──────── Textabschnitt

Das Ende des Panoptikums?

Text: Louis Grosjean (Bild), Partner altrimo
Der Boss hat ein schickes, geräumiges Einzelbüro mit undurchsichtigen Wänden. Er herrscht über ein ganzes Stockwerk. Seine Mitarbeiter schuften im Grossraumbüro. Ein freundliches, aber bestimmtes «Guten Morgen miteinander» vom Boss läutet den Tag jeweils ein. Drei, vier Mal am Tag stapft er durch die Gänge und begibt sich zu einer Sitzung. Am Morgen und am Abend wirft er einen Blick in die Runde und stellt fest, wer schon bzw. noch da ist.
Das perfekte Überwachungssystem
Diese Szene ist eine Abwandlung des Panoptikums. Darf ich das Original vorstellen? Das Panoptikum ist das perfekte Gefängnis, dessen Plan vom Philosoph des frühen 19. Jahrhunderts Jeremy Bentham gezeichnet wurde. Es ist ein Gebäude in der Form eines Kreises. Die Einzelzellen der Insassen befinden sich am äusseren Rand des Kreises. Gegen innen sind die Zellen durchsichtig. In der Mitte steht ein Turm mit spaltbreiten Fenstern. Der Aufseher steht in diesem Turm und kann die Insassen durch die Fenster beobachten. Umgekehrt können die Insassen ihn nicht sehen. Sie können nicht einmal herausfinden, ob er im Turm ist. Sie müssen also mit der Möglichkeit rechnen, dass der Aufseher sie jederzeit beobachten kann. Nur schon durch diese potenzielle Überwachung werden die Insassen konstant zu einem regelkonformen Verhalten gezwungen.

────────────────

Gib den ganzen Text über das Panoptikum Wort für Wort wieder. Stütz dich dabei nur auf den Text.

──────── Rohdaten

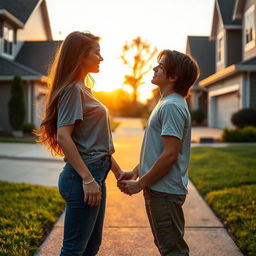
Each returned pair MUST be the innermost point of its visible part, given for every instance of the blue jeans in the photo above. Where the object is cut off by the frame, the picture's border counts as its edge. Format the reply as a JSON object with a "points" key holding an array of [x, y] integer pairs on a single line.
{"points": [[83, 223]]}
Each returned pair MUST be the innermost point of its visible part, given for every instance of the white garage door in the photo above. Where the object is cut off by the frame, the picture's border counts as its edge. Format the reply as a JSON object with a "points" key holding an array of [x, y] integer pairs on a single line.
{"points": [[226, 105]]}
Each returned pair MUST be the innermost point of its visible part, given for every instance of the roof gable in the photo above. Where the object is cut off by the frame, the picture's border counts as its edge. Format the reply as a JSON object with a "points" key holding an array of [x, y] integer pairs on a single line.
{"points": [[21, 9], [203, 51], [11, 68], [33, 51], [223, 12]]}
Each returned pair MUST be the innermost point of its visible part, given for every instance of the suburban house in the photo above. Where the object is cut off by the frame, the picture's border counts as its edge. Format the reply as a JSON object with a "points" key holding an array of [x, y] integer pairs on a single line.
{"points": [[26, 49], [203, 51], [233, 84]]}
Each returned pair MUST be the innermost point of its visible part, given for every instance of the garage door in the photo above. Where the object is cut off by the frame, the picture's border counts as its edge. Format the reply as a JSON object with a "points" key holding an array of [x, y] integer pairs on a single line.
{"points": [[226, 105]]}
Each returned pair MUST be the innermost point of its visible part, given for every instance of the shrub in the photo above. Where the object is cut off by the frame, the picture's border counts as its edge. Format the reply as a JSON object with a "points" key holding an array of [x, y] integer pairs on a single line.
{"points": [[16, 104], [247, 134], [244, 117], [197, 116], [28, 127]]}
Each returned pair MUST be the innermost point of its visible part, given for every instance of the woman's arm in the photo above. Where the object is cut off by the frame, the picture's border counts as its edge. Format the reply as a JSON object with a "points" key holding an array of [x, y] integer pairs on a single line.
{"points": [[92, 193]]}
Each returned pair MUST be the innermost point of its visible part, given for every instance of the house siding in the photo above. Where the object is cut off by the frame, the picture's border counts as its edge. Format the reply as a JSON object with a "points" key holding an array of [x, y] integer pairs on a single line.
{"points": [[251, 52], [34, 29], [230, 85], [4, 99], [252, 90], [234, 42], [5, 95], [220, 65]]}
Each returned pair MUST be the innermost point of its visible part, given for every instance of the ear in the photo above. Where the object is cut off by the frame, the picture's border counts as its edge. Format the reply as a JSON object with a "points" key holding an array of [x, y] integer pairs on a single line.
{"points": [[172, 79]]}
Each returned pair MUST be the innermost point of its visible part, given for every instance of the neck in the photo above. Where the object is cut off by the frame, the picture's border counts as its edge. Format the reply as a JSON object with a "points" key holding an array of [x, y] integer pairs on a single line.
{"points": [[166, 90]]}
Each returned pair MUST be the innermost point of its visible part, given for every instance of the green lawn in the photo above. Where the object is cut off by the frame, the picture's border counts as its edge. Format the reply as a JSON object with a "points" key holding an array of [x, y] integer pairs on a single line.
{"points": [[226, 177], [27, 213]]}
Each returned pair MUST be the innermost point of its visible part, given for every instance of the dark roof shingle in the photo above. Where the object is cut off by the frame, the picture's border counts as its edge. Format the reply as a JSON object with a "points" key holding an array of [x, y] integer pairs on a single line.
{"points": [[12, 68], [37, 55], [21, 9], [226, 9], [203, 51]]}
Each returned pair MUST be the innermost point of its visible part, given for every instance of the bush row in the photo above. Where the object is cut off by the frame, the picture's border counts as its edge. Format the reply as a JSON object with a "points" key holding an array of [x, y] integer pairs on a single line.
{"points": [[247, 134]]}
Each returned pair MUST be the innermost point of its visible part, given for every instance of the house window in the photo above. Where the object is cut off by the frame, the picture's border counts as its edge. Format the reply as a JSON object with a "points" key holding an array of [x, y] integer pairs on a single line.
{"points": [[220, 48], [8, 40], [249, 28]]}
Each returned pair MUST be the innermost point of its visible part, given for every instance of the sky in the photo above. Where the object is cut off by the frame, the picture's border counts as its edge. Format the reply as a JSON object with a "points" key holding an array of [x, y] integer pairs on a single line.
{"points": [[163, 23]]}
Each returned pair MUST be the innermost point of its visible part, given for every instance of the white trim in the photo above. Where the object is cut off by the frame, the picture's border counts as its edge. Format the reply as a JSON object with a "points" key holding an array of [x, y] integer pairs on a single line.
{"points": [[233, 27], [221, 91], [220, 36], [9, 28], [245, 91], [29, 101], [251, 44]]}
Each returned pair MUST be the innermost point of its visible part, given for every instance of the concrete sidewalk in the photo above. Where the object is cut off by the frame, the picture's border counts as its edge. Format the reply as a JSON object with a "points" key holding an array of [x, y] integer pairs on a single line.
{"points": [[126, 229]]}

────────────────

→ **Lösung**:
Das Ende des Panoptikums?

Text: Louis Grosjean (Bild), Partner altrimo
Der Boss hat ein schickes, geräumiges Einzelbüro mit undurchsichtigen Wänden. Er herrscht über ein ganzes Stockwerk. Seine Mitarbeiter schuften im Grossraumbüro. Ein freundliches, aber bestimmtes «Guten Morgen miteinander» vom Boss läutet den Tag jeweils ein. Drei, vier Mal am Tag stapft er durch die Gänge und begibt sich zu einer Sitzung. Am Morgen und am Abend wirft er einen Blick in die Runde und stellt fest, wer schon bzw. noch da ist.
Das perfekte Überwachungssystem
Diese Szene ist eine Abwandlung des Panoptikums. Darf ich das Original vorstellen? Das Panoptikum ist das perfekte Gefängnis, dessen Plan vom Philosoph des frühen 19. Jahrhunderts Jeremy Bentham gezeichnet wurde. Es ist ein Gebäude in der Form eines Kreises. Die Einzelzellen der Insassen befinden sich am äusseren Rand des Kreises. Gegen innen sind die Zellen durchsichtig. In der Mitte steht ein Turm mit spaltbreiten Fenstern. Der Aufseher steht in diesem Turm und kann die Insassen durch die Fenster beobachten. Umgekehrt können die Insassen ihn nicht sehen. Sie können nicht einmal herausfinden, ob er im Turm ist. Sie müssen also mit der Möglichkeit rechnen, dass der Aufseher sie jederzeit beobachten kann. Nur schon durch diese potenzielle Überwachung werden die Insassen konstant zu einem regelkonformen Verhalten gezwungen.